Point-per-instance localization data

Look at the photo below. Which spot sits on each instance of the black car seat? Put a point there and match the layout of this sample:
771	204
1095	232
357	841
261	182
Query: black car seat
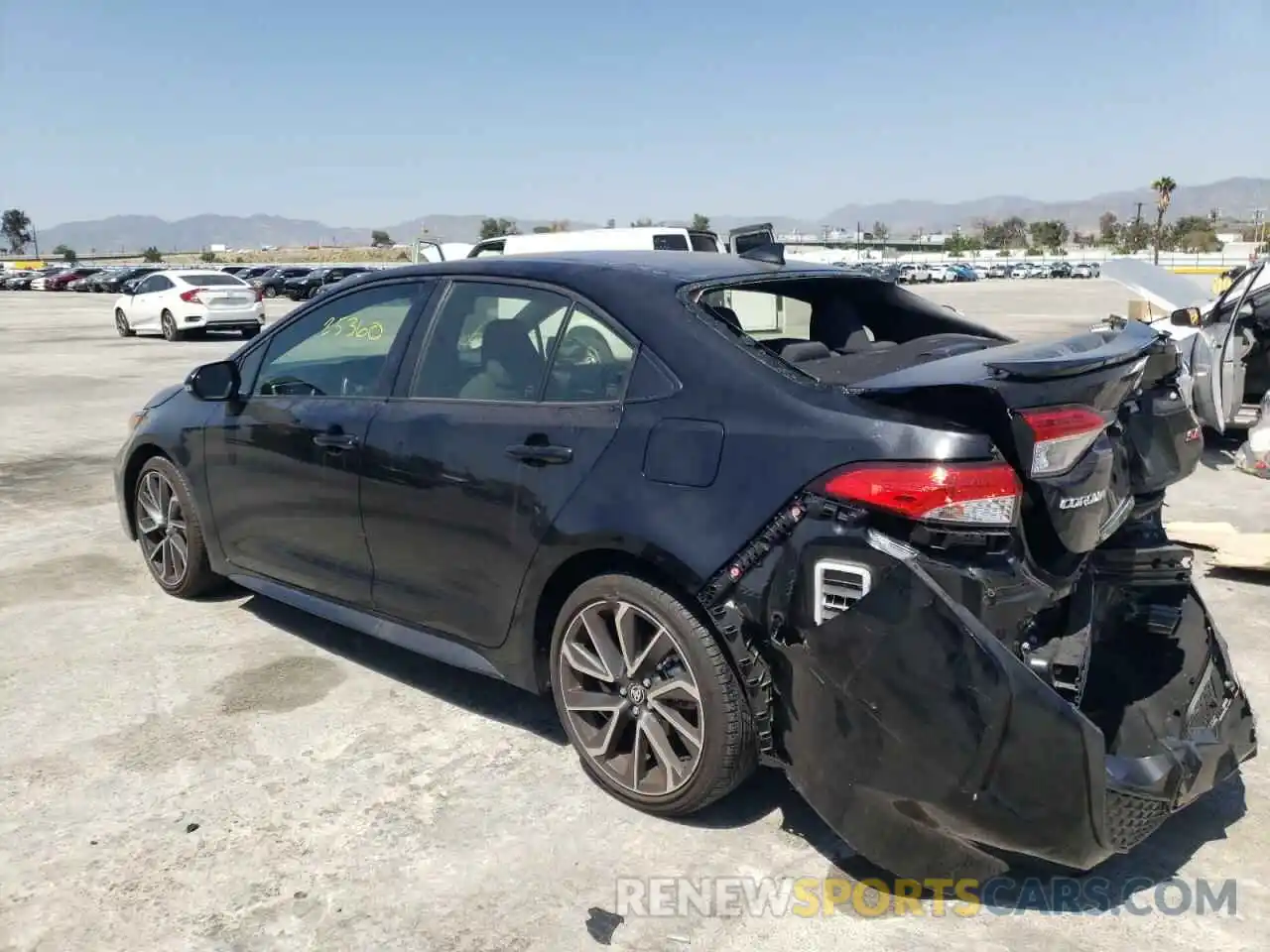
802	350
511	366
729	317
837	324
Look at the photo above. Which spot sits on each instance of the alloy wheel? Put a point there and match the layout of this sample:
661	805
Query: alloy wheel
163	530
631	698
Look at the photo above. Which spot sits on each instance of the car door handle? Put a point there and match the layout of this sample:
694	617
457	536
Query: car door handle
335	440
540	453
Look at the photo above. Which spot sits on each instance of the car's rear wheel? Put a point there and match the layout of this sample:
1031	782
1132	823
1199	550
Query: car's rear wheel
169	532
648	698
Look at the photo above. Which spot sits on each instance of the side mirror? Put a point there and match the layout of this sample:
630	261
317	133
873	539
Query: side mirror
216	381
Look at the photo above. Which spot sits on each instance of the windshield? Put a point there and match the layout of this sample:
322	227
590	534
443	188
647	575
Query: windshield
1239	286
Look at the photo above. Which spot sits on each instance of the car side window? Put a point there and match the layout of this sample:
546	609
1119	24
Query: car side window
486	343
339	348
592	361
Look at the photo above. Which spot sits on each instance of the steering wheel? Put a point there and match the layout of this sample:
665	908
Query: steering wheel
585	345
290	386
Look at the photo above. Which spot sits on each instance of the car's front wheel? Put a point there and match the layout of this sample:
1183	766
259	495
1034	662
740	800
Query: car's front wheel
169	532
648	698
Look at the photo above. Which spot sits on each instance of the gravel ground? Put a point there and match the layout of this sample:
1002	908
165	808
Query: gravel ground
232	775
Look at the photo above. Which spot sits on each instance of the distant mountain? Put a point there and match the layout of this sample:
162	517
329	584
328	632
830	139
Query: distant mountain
134	232
1234	198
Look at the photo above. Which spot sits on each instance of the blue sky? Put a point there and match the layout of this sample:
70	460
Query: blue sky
372	113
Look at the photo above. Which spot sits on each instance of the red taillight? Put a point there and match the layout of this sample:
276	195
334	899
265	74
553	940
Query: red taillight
1062	435
969	494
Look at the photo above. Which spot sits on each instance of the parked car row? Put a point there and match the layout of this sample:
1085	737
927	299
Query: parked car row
298	282
84	278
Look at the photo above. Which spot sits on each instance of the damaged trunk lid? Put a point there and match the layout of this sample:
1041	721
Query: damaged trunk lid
1089	422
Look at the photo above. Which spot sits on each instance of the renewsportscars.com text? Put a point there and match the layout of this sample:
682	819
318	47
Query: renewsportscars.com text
817	896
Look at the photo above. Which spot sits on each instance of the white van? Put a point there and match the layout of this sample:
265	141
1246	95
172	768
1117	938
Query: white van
757	312
636	239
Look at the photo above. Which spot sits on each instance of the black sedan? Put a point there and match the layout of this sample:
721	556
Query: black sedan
273	282
912	562
312	285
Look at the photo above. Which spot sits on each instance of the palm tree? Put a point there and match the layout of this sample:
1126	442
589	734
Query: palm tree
1164	188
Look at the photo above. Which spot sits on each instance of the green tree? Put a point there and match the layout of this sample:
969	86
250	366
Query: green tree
1014	231
16	226
498	227
1164	188
1051	235
1109	229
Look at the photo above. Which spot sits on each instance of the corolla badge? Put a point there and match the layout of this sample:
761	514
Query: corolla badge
1080	502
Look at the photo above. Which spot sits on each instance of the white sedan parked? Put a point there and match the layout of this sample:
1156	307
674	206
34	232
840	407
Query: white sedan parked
173	303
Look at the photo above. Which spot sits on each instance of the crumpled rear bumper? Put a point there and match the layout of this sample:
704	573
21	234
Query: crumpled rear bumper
920	737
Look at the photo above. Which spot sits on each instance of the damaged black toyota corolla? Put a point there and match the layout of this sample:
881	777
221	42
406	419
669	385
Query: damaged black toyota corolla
916	563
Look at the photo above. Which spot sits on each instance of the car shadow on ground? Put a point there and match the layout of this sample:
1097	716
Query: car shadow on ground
477	693
1026	887
1130	879
1219	451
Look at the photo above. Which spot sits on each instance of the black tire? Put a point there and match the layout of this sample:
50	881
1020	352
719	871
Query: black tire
728	752
169	326
198	579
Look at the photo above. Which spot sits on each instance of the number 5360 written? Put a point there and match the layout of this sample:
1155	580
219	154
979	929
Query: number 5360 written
352	326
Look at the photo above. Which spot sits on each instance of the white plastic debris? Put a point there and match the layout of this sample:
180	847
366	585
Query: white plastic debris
1254	456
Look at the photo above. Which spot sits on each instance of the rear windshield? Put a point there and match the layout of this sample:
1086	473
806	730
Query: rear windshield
841	327
211	281
747	243
670	243
703	241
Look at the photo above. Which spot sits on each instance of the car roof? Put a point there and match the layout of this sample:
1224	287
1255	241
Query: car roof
580	268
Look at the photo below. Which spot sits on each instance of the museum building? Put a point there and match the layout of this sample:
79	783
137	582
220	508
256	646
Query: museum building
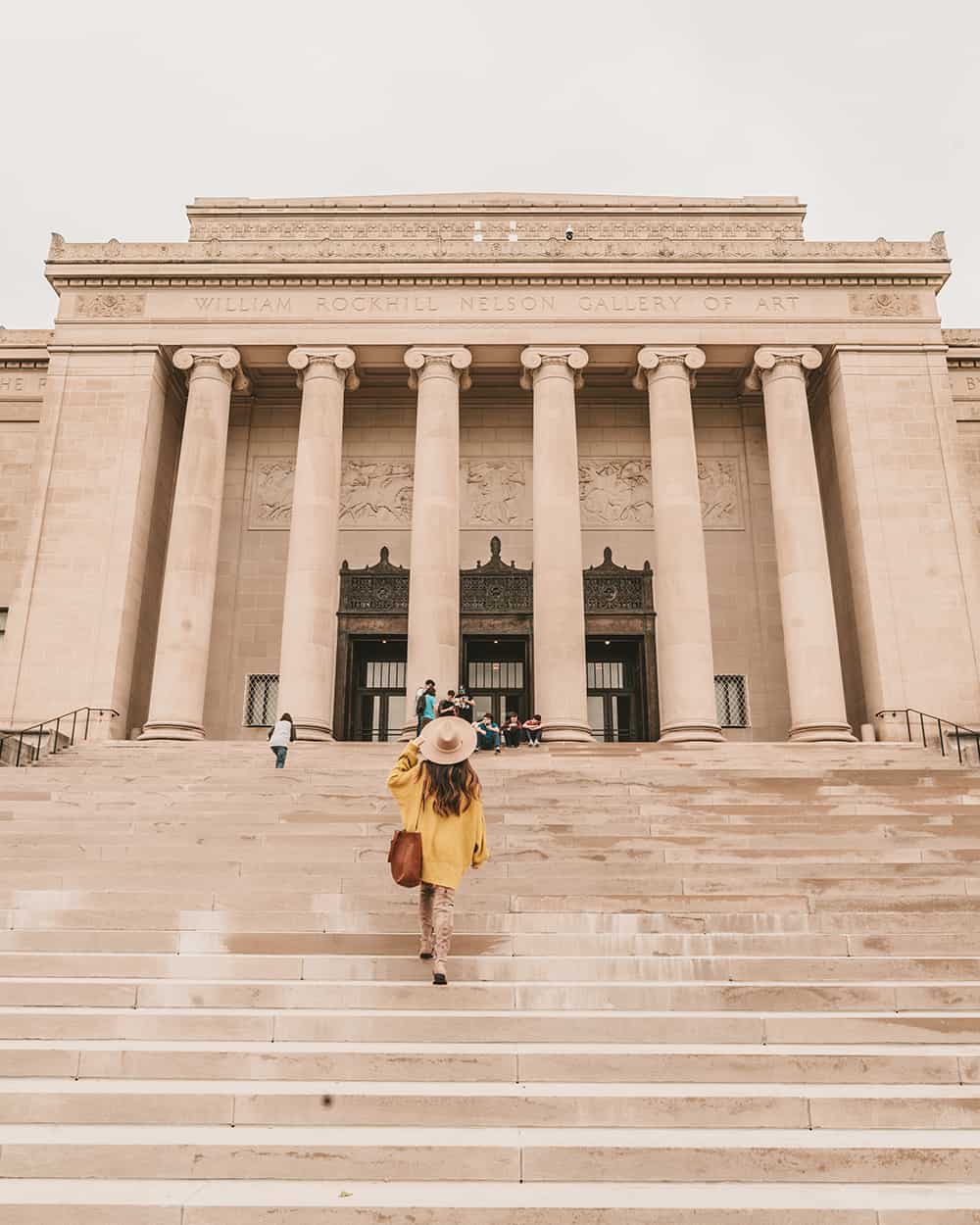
651	466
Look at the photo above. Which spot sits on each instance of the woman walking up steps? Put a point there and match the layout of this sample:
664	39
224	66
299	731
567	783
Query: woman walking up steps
439	794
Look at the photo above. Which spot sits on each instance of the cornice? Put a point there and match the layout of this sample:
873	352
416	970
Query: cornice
81	277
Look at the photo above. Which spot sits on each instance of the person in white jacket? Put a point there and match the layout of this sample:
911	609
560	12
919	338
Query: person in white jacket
280	738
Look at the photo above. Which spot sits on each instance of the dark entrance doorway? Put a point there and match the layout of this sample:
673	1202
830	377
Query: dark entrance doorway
613	679
496	672
377	710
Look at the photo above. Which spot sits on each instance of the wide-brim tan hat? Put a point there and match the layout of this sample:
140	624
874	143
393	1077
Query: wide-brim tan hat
447	740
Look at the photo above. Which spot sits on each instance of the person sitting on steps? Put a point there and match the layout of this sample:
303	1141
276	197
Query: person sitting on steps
439	794
488	733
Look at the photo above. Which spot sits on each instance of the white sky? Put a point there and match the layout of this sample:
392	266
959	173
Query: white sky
117	114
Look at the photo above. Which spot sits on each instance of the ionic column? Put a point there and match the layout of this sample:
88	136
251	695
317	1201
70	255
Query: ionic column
559	601
434	582
685	658
816	689
308	658
176	701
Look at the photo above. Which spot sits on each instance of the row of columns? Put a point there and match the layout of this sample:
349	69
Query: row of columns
684	635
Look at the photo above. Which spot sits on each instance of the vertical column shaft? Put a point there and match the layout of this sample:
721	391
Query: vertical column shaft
816	689
176	701
434	582
559	599
308	657
685	657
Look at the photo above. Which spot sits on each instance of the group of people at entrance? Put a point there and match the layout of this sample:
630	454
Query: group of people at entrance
490	735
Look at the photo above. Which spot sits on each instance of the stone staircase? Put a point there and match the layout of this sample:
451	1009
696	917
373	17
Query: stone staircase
738	984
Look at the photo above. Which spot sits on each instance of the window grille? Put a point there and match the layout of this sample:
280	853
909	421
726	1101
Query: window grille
731	701
385	674
261	695
606	675
508	674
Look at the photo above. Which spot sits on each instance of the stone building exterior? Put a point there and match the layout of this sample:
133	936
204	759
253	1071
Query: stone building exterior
651	466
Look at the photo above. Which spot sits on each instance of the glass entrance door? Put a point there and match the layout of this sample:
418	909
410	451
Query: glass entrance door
498	675
378	699
612	679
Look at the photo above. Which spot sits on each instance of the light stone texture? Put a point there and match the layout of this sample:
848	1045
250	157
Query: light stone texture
91	426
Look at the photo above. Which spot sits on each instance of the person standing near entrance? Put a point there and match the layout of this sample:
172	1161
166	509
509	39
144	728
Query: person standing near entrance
425	706
280	738
439	794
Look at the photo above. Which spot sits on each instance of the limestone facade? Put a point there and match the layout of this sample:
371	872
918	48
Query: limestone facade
773	439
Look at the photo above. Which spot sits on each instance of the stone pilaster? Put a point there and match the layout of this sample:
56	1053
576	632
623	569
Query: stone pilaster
685	658
308	658
816	689
437	372
559	611
176	700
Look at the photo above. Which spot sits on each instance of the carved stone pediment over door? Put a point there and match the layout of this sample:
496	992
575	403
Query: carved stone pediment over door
376	589
495	586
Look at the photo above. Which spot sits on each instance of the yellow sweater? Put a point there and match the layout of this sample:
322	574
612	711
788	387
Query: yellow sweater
449	844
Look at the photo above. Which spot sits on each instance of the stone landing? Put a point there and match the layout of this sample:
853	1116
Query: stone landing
730	984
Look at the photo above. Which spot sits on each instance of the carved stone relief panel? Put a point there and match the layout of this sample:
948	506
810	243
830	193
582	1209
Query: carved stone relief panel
615	493
270	494
720	494
495	493
376	493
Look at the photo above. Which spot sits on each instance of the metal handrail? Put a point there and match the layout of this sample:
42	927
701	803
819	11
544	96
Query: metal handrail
958	729
38	728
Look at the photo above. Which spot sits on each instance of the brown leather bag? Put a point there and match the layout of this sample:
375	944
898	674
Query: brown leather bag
405	857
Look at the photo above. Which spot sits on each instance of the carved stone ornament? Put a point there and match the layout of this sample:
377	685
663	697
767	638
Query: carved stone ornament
376	493
270	494
885	304
612	588
378	588
495	586
615	493
109	305
495	493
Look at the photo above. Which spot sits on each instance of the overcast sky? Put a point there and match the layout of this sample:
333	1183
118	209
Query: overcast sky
117	114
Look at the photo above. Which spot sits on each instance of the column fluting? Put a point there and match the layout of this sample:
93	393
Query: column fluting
559	602
308	658
685	657
176	701
437	373
816	689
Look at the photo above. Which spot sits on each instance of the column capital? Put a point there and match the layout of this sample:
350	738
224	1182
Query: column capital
568	361
337	362
793	359
224	363
672	361
451	361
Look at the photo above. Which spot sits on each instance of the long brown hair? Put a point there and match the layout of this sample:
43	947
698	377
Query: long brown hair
452	788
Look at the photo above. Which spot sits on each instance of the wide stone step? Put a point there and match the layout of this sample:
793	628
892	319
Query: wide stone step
495	1154
452	1103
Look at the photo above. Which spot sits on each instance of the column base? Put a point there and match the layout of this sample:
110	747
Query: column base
567	731
819	733
172	729
691	733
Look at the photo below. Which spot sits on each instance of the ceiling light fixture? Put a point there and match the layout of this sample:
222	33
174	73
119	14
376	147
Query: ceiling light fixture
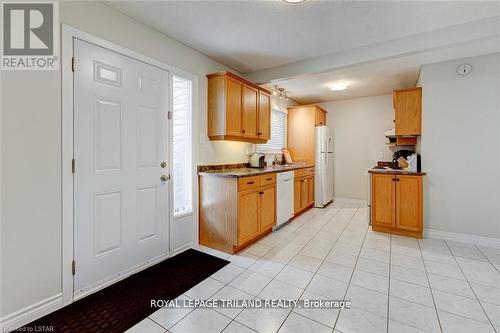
339	85
280	92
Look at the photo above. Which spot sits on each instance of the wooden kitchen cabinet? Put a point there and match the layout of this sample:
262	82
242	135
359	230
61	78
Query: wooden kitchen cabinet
397	204
250	112
267	209
264	115
300	132
234	107
238	110
234	212
303	190
408	111
248	211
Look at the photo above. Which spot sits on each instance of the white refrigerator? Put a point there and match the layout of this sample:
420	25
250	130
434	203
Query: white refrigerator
323	178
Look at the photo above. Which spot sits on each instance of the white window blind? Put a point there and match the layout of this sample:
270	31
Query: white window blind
182	145
278	133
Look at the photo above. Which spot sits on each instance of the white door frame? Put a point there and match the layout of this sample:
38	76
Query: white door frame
68	34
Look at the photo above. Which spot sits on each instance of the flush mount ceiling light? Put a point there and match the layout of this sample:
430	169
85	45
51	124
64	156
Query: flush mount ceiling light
280	92
339	85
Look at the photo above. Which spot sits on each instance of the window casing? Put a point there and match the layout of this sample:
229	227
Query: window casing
278	133
182	153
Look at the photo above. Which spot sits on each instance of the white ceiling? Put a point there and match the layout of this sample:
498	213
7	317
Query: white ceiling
365	80
254	35
376	77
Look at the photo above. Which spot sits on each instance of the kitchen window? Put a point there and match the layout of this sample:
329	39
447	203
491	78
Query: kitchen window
182	145
278	133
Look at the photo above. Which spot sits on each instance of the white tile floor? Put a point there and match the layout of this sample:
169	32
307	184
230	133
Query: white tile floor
395	284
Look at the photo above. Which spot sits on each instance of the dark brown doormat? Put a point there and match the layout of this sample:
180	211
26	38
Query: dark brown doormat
125	303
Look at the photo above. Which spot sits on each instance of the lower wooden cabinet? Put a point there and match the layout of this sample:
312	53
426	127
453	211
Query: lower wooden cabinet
267	207
234	212
397	204
303	190
248	215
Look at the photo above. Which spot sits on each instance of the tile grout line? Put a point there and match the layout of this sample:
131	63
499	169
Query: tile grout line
430	288
470	286
234	319
352	274
305	288
487	258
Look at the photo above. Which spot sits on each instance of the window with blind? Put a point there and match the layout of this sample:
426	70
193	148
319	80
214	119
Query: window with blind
278	133
182	145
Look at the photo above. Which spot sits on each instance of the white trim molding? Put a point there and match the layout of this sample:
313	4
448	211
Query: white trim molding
31	312
350	201
462	238
68	34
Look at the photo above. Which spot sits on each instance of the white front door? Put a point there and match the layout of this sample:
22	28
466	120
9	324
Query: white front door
120	141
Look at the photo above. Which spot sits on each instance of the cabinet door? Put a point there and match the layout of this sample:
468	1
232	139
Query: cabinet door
267	207
264	116
303	192
234	97
250	105
248	215
319	118
409	203
408	111
296	195
383	200
310	191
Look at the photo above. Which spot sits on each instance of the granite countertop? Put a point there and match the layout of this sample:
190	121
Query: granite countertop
245	172
395	171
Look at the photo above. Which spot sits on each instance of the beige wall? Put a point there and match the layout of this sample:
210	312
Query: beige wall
31	151
358	141
460	146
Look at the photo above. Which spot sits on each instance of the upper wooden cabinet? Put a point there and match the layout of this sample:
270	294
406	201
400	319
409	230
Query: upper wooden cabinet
264	115
301	123
408	111
237	109
397	204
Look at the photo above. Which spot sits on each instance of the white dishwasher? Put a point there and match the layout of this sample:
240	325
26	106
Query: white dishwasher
284	198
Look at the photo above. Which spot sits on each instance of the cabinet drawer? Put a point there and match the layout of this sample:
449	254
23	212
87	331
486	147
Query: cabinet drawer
267	179
308	172
248	182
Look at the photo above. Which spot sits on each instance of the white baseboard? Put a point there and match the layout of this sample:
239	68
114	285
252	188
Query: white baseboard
350	201
463	238
32	312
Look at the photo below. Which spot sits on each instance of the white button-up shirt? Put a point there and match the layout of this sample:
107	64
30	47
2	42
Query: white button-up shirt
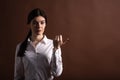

→ Work required
Looking through the entries, count the lines that hold the word "button" and state that count alone.

→ Task answer
2